▸ **Directions**
(a) Translate this sentence from the sibling research text into Spanish: "By the time kids with siblings are 11 years old, they’ve spent roughly 33 percent of their free time with them."
(b) Please return the part of the sibling research text starting with "Being an only" and going on through "get that exposure.".

9 Results From Sibling Research

Have you ever wondered about what your life would’ve been like with a younger sibling? Or do you have a sibling, and you are curious how the other half lives?

This national siblings' day we want to share some fun facts from psychological and sociological research about the effects of having a sibling.


1) Siblings Spend More Time With Each Other Than With Anyone Else.

By the time kids with siblings are 11 years old, they’ve spent roughly 33 percent of their free time with them.

Even as they get older and have more outside interests and obligations. Children still spend at least 10 hours a week with their brothers and sisters. In large families that number is more like 17 hours a week.


2) Kids Without Siblings Get Greater Exposure To The Adult World Early On.

Being an only child the conversations you hear and take part in, the TV shows you watch, and the vacations you go on, tend to skew older.

These things help brains in development. By the time the child is in first grade, he or she has a background in adult thinking and abstract concepts. Children with siblings don’t get that exposure.


3) Men With Sisters Are Better At Talking To Girls.

When you pair people up in 5-minute to 15-minute conversations, the males who grew up with sisters tend to do better than the ones who grew up with brothers. This is also true compared with only children.

Females with brothers tend to do better with boys. This is because they learn a bit about how to interact with and engage with the opposite sex.


4) The Oldest Children Get An IQ And Linguistic Advantage.

Older siblings get more mentoring with their parents before younger siblings come along. As a result, they get an IQ and linguistic advantage. Being the exclusive focus of their parents’ attention has its benefits.

By the time an older child is 2 or 3 years old, parents have sunk a great deal of time, resources, and emotional energy. There’s a lot of parental focus on the older child, even if they’re not aware they’re doing it.

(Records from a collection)
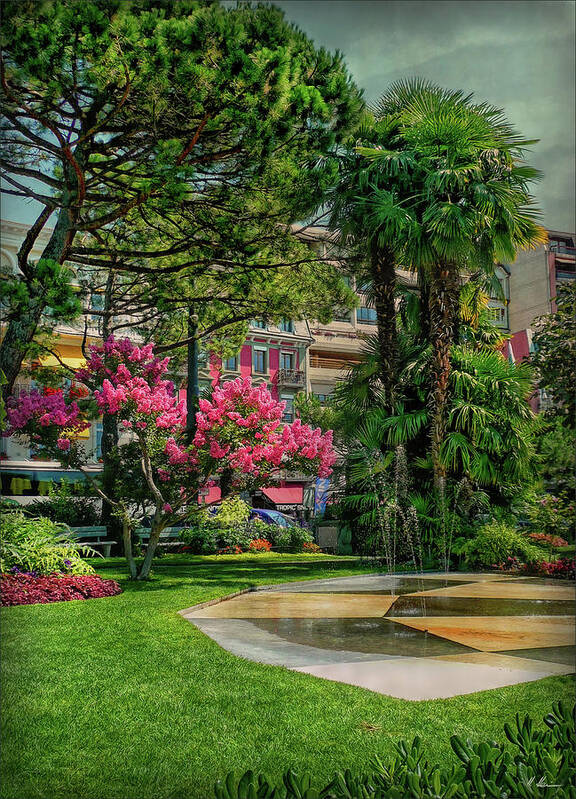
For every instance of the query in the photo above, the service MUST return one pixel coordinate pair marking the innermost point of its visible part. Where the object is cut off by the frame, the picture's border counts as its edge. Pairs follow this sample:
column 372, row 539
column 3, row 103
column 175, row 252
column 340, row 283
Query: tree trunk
column 382, row 268
column 192, row 385
column 109, row 430
column 226, row 483
column 127, row 541
column 444, row 291
column 155, row 533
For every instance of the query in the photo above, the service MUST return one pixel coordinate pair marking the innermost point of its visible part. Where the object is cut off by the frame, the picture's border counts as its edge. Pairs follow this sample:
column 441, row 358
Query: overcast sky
column 517, row 54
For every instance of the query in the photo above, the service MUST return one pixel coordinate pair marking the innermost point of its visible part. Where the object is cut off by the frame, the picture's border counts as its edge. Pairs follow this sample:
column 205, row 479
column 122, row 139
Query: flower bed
column 562, row 568
column 22, row 588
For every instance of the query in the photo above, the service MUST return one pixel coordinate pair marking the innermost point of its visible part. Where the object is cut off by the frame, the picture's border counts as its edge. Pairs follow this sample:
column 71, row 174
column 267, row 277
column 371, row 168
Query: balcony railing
column 291, row 377
column 562, row 249
column 318, row 362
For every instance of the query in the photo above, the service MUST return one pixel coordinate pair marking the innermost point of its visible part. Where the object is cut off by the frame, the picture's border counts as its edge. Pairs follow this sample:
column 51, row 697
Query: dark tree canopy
column 161, row 135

▸ **Responses in order**
(a) Para cuando los niños con hermanos tienen 11 años, ya han pasado aproximadamente el 33 por ciento de su tiempo libre con ellos.

(b)
Being an only child the conversations you hear and take part in, the TV shows you watch, and the vacations you go on, tend to skew older.

These things help brains in development. By the time the child is in first grade, he or she has a background in adult thinking and abstract concepts. Children with siblings don’t get that exposure.